#### Exercise prompt:
Reproduce the stretch of material from the line containing "Segment every instance of the drinking glass." through the line containing "[[[733,178],[723,180],[723,197],[726,204],[736,204],[736,180]]]", keeping every line. Raise each coordinate in the polygon outlines by 7.

***

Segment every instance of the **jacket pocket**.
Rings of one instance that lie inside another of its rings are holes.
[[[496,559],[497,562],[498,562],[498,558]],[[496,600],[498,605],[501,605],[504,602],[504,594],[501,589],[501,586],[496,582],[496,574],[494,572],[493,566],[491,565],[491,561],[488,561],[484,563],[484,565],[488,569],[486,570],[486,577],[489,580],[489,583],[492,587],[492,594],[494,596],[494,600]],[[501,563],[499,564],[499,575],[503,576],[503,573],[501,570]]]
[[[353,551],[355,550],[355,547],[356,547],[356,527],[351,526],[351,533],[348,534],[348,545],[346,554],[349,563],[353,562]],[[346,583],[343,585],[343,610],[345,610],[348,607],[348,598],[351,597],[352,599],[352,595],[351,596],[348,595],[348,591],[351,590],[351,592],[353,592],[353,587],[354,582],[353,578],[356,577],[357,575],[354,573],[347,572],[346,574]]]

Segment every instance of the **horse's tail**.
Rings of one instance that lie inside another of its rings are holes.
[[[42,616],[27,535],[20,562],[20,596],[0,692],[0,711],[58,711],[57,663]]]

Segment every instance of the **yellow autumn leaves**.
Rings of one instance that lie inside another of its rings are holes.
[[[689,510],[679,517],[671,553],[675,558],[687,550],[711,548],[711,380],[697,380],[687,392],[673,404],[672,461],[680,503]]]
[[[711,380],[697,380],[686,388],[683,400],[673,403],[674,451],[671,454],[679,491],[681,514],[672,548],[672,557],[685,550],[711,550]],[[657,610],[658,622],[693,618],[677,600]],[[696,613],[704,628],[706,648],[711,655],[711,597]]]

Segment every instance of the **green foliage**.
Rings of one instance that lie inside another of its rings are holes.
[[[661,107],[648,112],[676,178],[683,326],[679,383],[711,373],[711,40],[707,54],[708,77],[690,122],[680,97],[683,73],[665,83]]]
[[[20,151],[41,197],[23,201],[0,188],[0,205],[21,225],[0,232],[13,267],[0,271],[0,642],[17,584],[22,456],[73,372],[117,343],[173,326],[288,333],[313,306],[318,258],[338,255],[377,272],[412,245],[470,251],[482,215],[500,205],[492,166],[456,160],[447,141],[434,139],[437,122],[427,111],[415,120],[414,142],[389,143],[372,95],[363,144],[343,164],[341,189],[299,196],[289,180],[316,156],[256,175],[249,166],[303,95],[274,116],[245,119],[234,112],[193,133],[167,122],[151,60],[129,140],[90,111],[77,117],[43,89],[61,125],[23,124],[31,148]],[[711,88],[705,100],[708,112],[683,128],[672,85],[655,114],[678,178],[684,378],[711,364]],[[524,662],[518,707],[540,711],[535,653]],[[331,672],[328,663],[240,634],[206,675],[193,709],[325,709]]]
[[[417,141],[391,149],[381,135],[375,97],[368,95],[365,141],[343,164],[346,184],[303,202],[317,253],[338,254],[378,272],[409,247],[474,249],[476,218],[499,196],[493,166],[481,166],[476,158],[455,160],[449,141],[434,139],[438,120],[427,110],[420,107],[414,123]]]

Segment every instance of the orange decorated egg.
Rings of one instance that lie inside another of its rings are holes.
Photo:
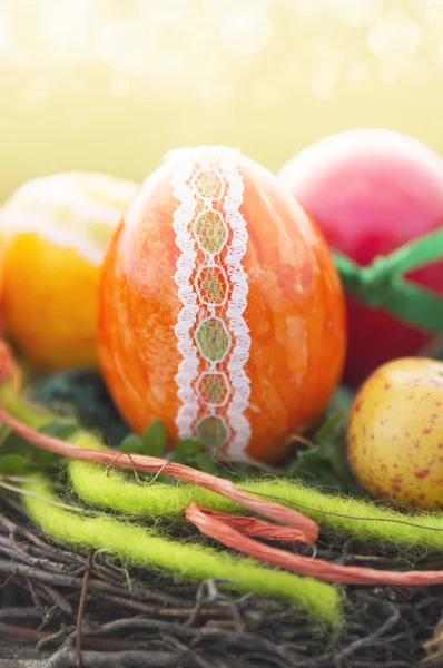
[[[98,365],[101,262],[136,189],[101,174],[55,174],[1,209],[3,326],[33,366]]]
[[[278,179],[239,151],[170,151],[128,207],[99,291],[99,353],[137,432],[280,459],[342,373],[329,250]]]

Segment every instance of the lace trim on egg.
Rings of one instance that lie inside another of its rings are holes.
[[[239,208],[244,184],[238,151],[178,149],[167,161],[179,205],[174,214],[177,259],[175,282],[183,307],[175,333],[181,354],[176,382],[181,405],[180,439],[198,438],[211,448],[240,455],[250,440],[250,336],[244,320],[247,274],[246,222]]]

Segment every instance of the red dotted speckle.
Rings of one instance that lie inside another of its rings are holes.
[[[423,471],[419,471],[417,473],[414,473],[414,475],[417,480],[423,480],[423,478],[427,478],[429,474],[430,474],[429,469],[423,469]]]

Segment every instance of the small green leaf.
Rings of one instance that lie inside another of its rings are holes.
[[[197,452],[195,460],[200,471],[204,471],[205,473],[210,473],[211,475],[219,475],[217,464],[213,462],[213,460],[206,452]]]
[[[69,441],[69,439],[78,432],[80,429],[79,423],[73,418],[56,418],[49,424],[45,424],[39,431],[42,434],[55,436],[61,441]]]
[[[319,441],[331,439],[331,436],[336,432],[337,428],[342,425],[345,415],[346,411],[343,409],[332,415],[316,432],[314,440],[318,443]]]
[[[48,450],[40,450],[40,448],[31,448],[29,451],[29,456],[31,458],[33,465],[46,470],[55,469],[61,461],[61,456],[59,454],[55,454]]]
[[[3,454],[0,456],[1,475],[20,475],[28,466],[28,460],[21,454]]]
[[[9,424],[3,424],[2,422],[0,422],[0,446],[3,445],[3,443],[8,440],[10,433],[11,428],[9,426]]]
[[[118,446],[120,452],[126,454],[140,454],[141,439],[137,434],[128,434]]]
[[[201,441],[197,441],[195,439],[185,439],[178,443],[175,452],[180,454],[184,459],[196,456],[203,450]]]
[[[160,420],[154,420],[141,436],[141,454],[161,456],[168,441],[166,428]]]

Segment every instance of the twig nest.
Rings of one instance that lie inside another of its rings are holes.
[[[0,212],[3,324],[37,367],[96,366],[100,265],[136,184],[70,173],[24,184]]]
[[[351,411],[347,454],[374,497],[443,510],[443,363],[410,357],[374,372]]]
[[[329,250],[278,179],[224,147],[174,150],[114,237],[99,298],[110,392],[137,431],[278,460],[342,371]]]

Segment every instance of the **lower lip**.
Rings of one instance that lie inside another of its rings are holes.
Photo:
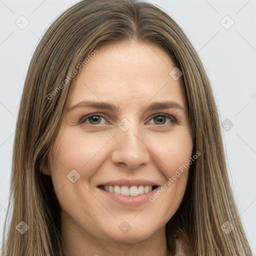
[[[122,196],[120,194],[116,194],[115,193],[110,193],[107,192],[102,188],[98,189],[106,196],[116,201],[116,202],[121,204],[125,206],[138,206],[150,202],[150,196],[153,196],[156,192],[156,190],[158,188],[153,190],[148,193],[146,193],[138,196]]]

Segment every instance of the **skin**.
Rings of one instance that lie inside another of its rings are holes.
[[[52,176],[62,210],[64,254],[166,256],[165,225],[182,202],[188,170],[154,202],[140,206],[114,202],[96,186],[124,178],[164,185],[190,160],[193,145],[186,98],[180,80],[169,75],[175,65],[152,44],[118,42],[98,50],[76,76],[67,109],[94,100],[120,110],[84,106],[66,112],[44,170]],[[150,103],[164,100],[174,102],[184,110],[146,110]],[[94,113],[101,120],[85,117]],[[160,114],[170,117],[159,120]],[[118,126],[124,118],[132,124],[126,132]],[[80,123],[82,120],[85,122]],[[74,169],[80,175],[74,183],[66,176]],[[126,234],[118,228],[124,221],[131,227]]]

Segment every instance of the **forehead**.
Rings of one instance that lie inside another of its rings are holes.
[[[124,106],[172,100],[185,105],[182,78],[175,80],[170,75],[175,64],[160,48],[130,42],[98,50],[75,77],[69,106],[86,99]]]

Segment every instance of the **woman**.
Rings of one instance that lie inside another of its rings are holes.
[[[4,256],[252,255],[204,68],[147,3],[82,1],[47,30],[10,196]]]

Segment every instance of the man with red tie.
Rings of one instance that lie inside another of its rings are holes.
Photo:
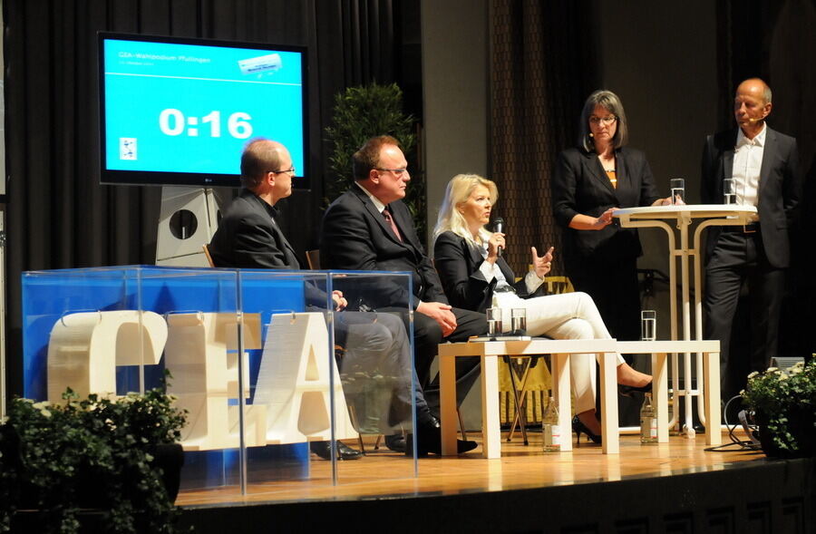
[[[443,340],[466,341],[487,332],[484,314],[452,307],[431,259],[416,235],[403,202],[411,180],[408,162],[393,137],[374,137],[353,158],[354,183],[335,199],[323,218],[320,261],[331,269],[407,271],[412,275],[413,294],[403,285],[387,281],[363,291],[366,306],[378,311],[402,308],[411,304],[413,314],[414,365],[429,404],[431,364]],[[464,360],[464,361],[463,361]],[[478,359],[459,358],[457,393],[465,394],[478,377]],[[417,421],[418,438],[439,436],[438,422]],[[424,429],[424,431],[423,431]],[[420,452],[438,452],[436,438],[423,439]],[[459,451],[475,443],[460,442]]]

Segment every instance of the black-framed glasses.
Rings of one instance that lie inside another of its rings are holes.
[[[407,169],[380,169],[377,168],[377,170],[380,172],[393,172],[394,176],[400,177],[403,176],[403,173],[408,172]]]
[[[603,122],[605,125],[608,126],[616,121],[617,121],[617,117],[616,117],[615,115],[609,115],[608,117],[596,117],[593,115],[592,117],[589,117],[589,122],[595,125]]]

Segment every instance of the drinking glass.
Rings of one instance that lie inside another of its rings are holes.
[[[640,312],[640,340],[655,341],[657,334],[657,312],[643,310]]]
[[[527,335],[527,309],[515,307],[510,310],[510,323],[513,334],[516,335]]]
[[[685,180],[682,178],[673,178],[669,180],[669,187],[672,189],[672,204],[685,203]]]
[[[501,335],[501,308],[489,307],[485,311],[488,320],[488,335]]]
[[[733,178],[723,180],[723,197],[726,204],[736,204],[736,180]]]

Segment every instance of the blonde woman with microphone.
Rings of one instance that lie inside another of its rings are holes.
[[[555,339],[609,339],[609,332],[586,293],[549,295],[544,277],[549,273],[553,248],[539,256],[530,248],[532,268],[520,281],[500,251],[506,243],[503,232],[485,228],[499,192],[491,180],[475,174],[458,174],[448,183],[433,231],[434,263],[452,306],[484,312],[502,309],[505,330],[510,310],[527,310],[527,333]],[[502,221],[503,222],[503,221]],[[595,413],[596,369],[591,354],[570,357],[575,393],[573,430],[600,442],[600,423]],[[646,391],[652,377],[630,367],[617,356],[617,382],[630,390]]]

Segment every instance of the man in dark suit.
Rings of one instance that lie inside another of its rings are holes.
[[[354,184],[332,202],[323,218],[321,262],[328,268],[411,274],[413,295],[401,286],[379,284],[366,292],[365,298],[377,309],[404,309],[409,303],[413,306],[414,365],[425,387],[439,344],[485,334],[487,321],[484,314],[448,304],[402,201],[411,175],[398,141],[390,136],[372,138],[352,161]],[[458,360],[457,393],[464,395],[478,376],[478,359]]]
[[[243,189],[229,205],[209,244],[209,253],[217,267],[242,268],[273,268],[299,270],[295,250],[276,220],[275,205],[292,194],[295,169],[288,150],[282,144],[257,139],[250,141],[241,157]],[[306,298],[325,306],[326,295],[313,284],[306,287]],[[346,306],[341,291],[334,291],[332,298],[337,310]],[[392,400],[391,422],[397,424],[410,419],[411,409],[411,347],[405,328],[398,318],[380,314],[344,312],[335,316],[335,339],[345,347],[343,366],[346,364],[377,370],[396,377]],[[346,362],[348,360],[348,362]],[[343,371],[343,369],[341,369]],[[428,412],[421,388],[416,389],[418,414]],[[387,436],[389,447],[405,451],[404,440]],[[312,451],[322,458],[331,451],[326,442],[313,442]],[[340,457],[345,460],[362,454],[337,442]]]
[[[729,376],[739,367],[729,345],[743,283],[750,300],[751,369],[766,368],[777,355],[791,256],[788,231],[801,195],[796,140],[765,124],[771,108],[770,87],[757,78],[745,80],[733,101],[738,128],[709,135],[703,147],[704,203],[722,204],[724,180],[733,179],[737,203],[756,206],[759,215],[754,224],[714,228],[707,236],[705,338],[720,340],[723,390],[732,393],[744,385],[744,378]]]

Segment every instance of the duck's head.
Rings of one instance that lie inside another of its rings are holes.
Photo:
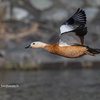
[[[27,49],[27,48],[44,48],[45,46],[46,46],[46,44],[43,42],[32,42],[30,45],[25,47],[25,49]]]

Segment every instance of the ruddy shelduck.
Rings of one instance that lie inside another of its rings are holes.
[[[84,36],[87,34],[86,14],[84,10],[78,9],[76,13],[64,22],[60,27],[60,40],[56,44],[46,44],[43,42],[32,42],[25,48],[44,48],[52,54],[57,54],[67,58],[77,58],[83,55],[100,53],[100,49],[92,49],[84,45]]]

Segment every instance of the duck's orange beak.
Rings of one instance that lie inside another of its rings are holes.
[[[31,46],[29,45],[29,46],[25,47],[25,49],[27,49],[27,48],[31,48]]]

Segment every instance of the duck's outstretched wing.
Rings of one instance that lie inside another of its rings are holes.
[[[64,22],[60,27],[60,46],[84,44],[84,35],[87,34],[86,14],[82,9]]]

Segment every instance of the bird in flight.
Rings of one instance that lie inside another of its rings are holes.
[[[78,58],[84,55],[94,56],[100,53],[100,49],[93,49],[84,45],[84,36],[87,34],[86,14],[82,9],[60,26],[59,42],[46,44],[43,42],[32,42],[25,48],[43,48],[52,54],[66,58]]]

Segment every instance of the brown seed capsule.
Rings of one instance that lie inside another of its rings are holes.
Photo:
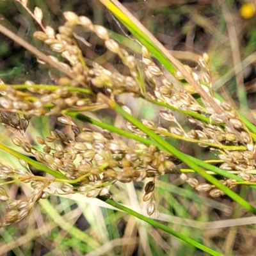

***

#### Problem solution:
Segment every instance of the drinking glass.
Rings of one instance that lie inside another of its rings are holes.
[[[647,319],[647,347],[662,348],[664,341],[664,319],[650,317]]]
[[[534,342],[534,316],[522,314],[517,317],[517,330],[520,341],[523,342]]]
[[[692,187],[689,185],[680,185],[676,187],[676,194],[679,196],[679,211],[692,210]]]
[[[508,342],[508,315],[496,314],[492,318],[495,327],[495,342]]]
[[[740,185],[730,187],[730,204],[733,211],[743,211],[743,187]]]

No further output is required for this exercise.